• **Task goal**
From the line with "If you could tag the wood slat wall" to the final line of the records, reproduce every line exactly and only those lines.

Object location annotation data:
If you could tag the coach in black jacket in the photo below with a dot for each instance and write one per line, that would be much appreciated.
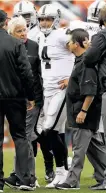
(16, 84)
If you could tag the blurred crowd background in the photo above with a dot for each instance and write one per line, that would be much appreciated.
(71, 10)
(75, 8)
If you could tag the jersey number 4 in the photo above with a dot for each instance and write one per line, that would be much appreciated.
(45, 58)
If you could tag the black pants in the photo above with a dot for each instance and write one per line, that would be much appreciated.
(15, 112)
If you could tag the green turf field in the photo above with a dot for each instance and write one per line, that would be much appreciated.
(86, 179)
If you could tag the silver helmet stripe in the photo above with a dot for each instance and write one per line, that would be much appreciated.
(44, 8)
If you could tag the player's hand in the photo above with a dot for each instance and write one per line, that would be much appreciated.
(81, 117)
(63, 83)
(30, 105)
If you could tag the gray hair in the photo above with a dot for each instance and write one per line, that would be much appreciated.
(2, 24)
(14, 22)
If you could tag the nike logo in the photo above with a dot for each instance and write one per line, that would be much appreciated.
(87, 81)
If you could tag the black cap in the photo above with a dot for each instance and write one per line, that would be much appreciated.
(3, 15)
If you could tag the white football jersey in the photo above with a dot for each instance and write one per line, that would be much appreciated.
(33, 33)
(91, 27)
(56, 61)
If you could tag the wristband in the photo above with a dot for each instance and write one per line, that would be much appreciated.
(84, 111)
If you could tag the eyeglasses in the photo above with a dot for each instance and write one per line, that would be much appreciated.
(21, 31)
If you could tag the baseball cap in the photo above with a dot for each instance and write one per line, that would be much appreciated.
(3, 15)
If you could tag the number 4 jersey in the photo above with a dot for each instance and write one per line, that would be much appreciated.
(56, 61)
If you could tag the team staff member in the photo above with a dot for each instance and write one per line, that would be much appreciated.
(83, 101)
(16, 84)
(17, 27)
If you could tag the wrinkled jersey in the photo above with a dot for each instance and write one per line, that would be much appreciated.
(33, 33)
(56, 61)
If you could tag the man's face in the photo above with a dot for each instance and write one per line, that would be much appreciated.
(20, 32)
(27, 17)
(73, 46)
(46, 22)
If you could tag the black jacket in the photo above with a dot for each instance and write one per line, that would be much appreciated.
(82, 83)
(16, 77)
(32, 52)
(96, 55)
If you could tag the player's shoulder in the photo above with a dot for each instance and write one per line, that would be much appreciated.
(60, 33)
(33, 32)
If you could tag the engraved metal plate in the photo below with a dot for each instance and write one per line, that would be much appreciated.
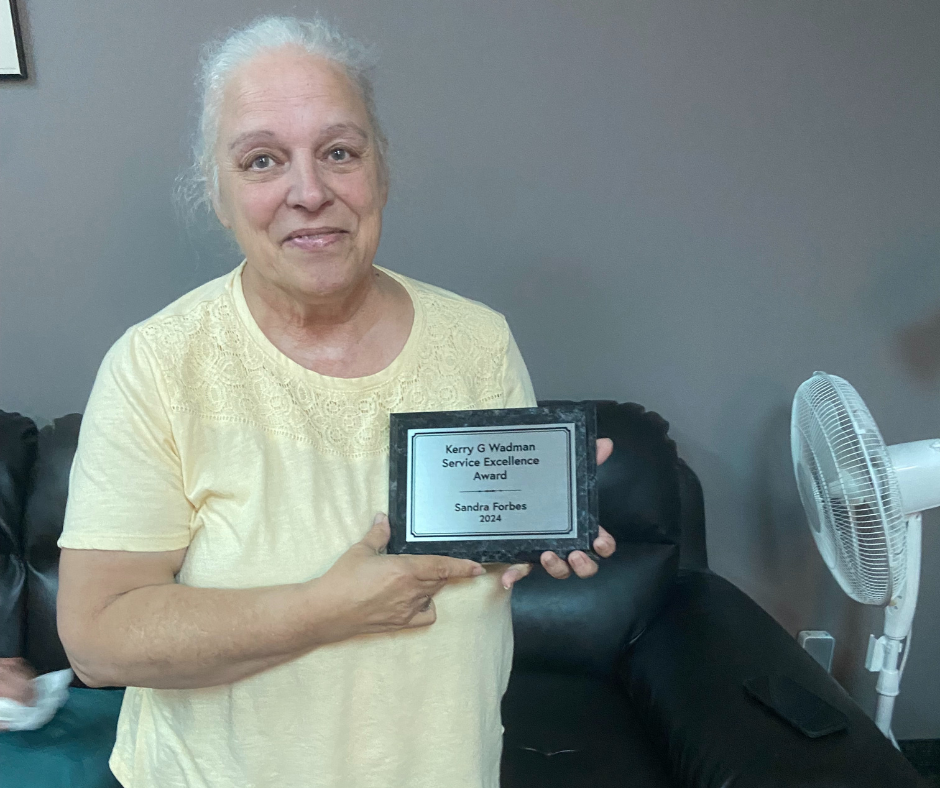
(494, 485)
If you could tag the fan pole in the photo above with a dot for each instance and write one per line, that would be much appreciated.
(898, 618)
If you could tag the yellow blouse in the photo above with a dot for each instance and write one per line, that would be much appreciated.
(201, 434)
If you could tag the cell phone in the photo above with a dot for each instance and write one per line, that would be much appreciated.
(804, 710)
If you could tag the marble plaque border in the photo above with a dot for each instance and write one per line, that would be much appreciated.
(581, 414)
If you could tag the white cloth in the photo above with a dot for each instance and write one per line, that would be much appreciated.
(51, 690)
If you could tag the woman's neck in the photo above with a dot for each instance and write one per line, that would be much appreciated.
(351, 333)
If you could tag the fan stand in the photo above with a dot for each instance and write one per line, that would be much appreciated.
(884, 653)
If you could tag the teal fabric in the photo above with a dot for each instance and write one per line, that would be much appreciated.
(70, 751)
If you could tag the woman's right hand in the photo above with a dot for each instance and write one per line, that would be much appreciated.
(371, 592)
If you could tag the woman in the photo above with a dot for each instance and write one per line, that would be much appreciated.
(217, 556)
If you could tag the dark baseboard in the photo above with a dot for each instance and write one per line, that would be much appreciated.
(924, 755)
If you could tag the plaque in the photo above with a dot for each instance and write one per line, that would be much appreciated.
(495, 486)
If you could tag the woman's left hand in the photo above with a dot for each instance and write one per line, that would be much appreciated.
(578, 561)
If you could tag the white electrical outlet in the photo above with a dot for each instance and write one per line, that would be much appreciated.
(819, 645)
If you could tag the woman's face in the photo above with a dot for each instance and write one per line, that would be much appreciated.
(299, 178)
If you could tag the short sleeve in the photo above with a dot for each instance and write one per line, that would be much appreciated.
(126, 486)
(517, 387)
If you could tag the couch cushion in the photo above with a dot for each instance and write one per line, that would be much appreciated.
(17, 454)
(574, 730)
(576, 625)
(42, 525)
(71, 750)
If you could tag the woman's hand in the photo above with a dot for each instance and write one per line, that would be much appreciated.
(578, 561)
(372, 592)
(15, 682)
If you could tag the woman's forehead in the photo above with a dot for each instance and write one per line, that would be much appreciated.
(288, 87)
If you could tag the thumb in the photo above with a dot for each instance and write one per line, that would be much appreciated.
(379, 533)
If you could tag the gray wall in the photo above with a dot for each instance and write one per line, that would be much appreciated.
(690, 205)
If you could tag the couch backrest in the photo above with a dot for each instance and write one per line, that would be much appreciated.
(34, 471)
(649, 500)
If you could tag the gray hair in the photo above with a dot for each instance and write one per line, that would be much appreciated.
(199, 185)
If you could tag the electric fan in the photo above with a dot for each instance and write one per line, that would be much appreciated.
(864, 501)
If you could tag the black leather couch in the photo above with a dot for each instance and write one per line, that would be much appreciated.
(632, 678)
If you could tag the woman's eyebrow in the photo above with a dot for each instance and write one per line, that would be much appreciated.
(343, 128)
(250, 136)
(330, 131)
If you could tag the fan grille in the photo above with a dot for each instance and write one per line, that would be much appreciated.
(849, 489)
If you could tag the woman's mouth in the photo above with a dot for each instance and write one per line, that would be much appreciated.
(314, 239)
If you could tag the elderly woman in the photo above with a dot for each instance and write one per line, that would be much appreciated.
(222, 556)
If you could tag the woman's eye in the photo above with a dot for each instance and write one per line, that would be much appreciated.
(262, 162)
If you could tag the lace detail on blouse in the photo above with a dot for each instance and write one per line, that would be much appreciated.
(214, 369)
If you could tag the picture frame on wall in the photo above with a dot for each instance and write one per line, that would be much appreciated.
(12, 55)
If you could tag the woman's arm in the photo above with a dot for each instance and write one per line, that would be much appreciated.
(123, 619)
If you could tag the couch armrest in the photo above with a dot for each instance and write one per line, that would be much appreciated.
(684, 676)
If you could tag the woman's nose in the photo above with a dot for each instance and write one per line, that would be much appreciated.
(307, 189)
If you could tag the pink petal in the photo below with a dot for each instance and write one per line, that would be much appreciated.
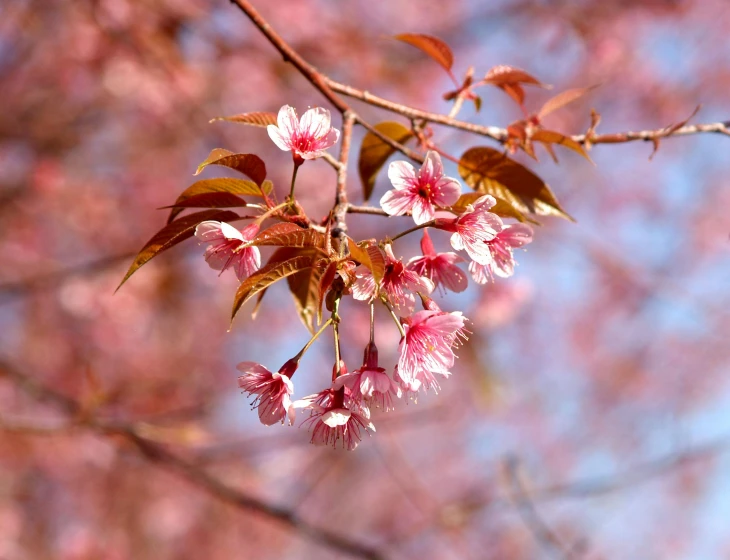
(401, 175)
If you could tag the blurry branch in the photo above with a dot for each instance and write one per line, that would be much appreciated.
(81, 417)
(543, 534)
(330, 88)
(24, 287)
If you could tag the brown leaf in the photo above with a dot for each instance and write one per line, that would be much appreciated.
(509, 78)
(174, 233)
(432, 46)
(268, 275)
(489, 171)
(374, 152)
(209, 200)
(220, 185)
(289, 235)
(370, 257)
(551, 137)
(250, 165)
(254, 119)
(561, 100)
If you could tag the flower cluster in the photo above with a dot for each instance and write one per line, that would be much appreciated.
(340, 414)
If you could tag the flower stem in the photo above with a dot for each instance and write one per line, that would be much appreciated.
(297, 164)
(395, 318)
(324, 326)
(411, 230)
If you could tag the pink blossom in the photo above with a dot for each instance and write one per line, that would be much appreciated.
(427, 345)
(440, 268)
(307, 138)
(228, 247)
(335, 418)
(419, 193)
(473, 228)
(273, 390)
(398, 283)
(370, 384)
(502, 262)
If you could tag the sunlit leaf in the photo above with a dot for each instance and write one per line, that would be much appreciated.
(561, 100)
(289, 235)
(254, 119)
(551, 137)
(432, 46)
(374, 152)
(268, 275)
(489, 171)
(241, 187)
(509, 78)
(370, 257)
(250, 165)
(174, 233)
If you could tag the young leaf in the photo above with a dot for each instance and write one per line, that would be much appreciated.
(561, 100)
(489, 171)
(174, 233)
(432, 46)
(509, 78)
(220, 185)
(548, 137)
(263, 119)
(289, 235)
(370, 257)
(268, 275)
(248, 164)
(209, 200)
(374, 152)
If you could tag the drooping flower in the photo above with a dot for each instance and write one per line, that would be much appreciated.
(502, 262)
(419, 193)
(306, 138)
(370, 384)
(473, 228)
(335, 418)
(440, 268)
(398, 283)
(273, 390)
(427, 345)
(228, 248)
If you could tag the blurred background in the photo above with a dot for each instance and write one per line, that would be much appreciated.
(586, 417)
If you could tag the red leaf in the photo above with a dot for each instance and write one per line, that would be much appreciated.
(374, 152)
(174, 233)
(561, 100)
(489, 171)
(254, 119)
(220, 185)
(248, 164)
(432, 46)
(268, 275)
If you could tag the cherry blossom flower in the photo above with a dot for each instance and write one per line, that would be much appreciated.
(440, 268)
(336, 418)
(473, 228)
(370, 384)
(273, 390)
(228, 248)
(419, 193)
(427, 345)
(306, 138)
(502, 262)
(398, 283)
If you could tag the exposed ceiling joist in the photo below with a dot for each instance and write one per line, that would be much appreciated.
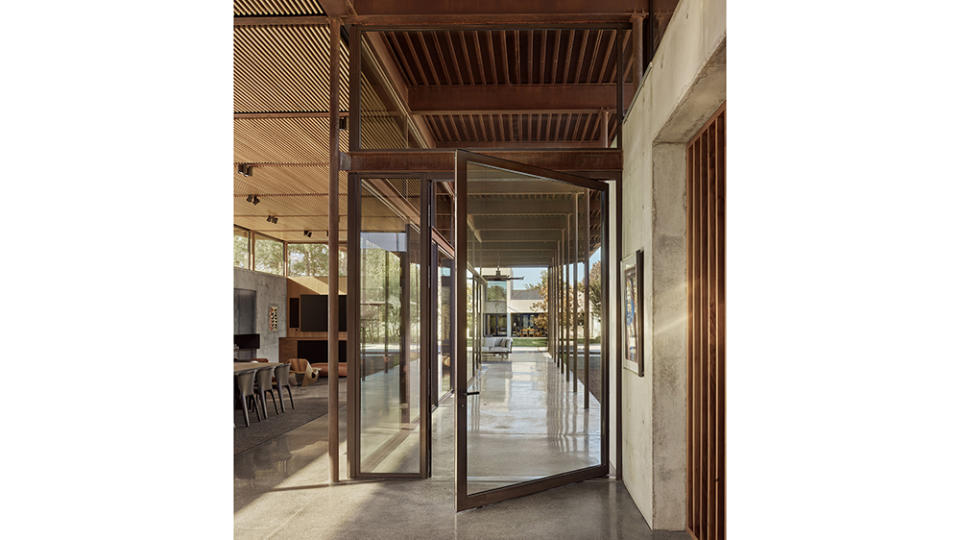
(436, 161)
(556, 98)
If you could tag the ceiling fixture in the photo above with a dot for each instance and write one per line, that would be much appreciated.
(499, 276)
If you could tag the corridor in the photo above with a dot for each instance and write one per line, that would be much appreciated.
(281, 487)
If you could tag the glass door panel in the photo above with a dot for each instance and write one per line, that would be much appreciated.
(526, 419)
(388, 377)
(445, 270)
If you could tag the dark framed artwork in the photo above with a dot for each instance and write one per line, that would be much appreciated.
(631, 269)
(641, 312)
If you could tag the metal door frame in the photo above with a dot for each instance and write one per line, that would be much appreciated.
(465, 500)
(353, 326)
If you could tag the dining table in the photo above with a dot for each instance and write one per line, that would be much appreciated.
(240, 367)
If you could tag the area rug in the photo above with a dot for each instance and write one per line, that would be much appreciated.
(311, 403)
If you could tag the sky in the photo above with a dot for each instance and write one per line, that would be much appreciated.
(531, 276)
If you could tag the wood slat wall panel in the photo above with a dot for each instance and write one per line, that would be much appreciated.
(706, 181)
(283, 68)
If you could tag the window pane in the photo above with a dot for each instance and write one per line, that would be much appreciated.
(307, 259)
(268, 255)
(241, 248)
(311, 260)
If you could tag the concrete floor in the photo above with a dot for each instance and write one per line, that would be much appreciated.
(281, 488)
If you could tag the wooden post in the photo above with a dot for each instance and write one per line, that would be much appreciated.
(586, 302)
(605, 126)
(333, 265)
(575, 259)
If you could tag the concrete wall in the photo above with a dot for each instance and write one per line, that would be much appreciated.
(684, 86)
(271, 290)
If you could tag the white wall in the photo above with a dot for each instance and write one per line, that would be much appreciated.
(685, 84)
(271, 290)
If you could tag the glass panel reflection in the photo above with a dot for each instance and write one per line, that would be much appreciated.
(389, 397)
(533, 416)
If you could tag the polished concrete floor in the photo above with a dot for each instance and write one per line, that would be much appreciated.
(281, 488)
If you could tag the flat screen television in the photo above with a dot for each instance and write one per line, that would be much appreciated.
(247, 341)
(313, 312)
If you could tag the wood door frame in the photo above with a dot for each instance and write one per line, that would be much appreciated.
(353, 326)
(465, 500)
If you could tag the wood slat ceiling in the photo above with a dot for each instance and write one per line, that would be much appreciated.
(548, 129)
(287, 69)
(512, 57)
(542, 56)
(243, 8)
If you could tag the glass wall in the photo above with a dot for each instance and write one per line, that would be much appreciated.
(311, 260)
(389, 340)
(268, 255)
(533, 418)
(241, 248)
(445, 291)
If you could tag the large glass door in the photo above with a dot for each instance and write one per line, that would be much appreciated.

• **Complete response**
If you could tag the wood slat wall panel in the photo above with a dot for each instance and write one per line, that would be much appreciated.
(706, 181)
(283, 68)
If you could tag the window pane in the photo above with a dot for each instance and write one per line, that would be much appreciated.
(307, 259)
(268, 255)
(241, 248)
(311, 260)
If you could tag the concrete floor in the photo above with a dot for each instance and write one per line, that would be much appreciated.
(281, 488)
If you could tag the wooden post in the photo above with a dot for each instance and write one per line, that would be much appreciated.
(586, 302)
(605, 126)
(333, 265)
(575, 259)
If you could tag the concrete wall in the photo above with a dot for each instance and write one per line, that would be much appreciated.
(684, 86)
(271, 290)
If you could tag the white wall in the photo above with a dot for each instance and write one per line, that would be much appreciated.
(685, 84)
(271, 290)
If you could tag the glass panel reflection in the photo above with a dot for each instance and write one per line, that would be much appreciated.
(389, 397)
(533, 416)
If you could tag the polished concrete floor in the photo above with a dot for each instance and write one per line, that would be much appreciated.
(281, 488)
If you could tag the flat screen television in the photo above with a dot for each instance and write one per line, that would be much appreciated.
(247, 341)
(313, 312)
If you could tag the wood door frame in the photo above with a dot for each instance and write one per line, that would be much appreciated.
(353, 326)
(465, 500)
If you could tag the wood slat ceiling in the photo above with a dot for each instance and write one per line, that would be much appreciated.
(548, 129)
(287, 69)
(512, 57)
(542, 56)
(243, 8)
If you could tag the glass wall in the photo above with a dot for each instance and write one per line, that would be much appreciated.
(311, 260)
(389, 340)
(268, 255)
(533, 418)
(241, 248)
(445, 291)
If you could tag the large glass door in the photo above with a dot for each instance and write one per line, that would be much appreciated.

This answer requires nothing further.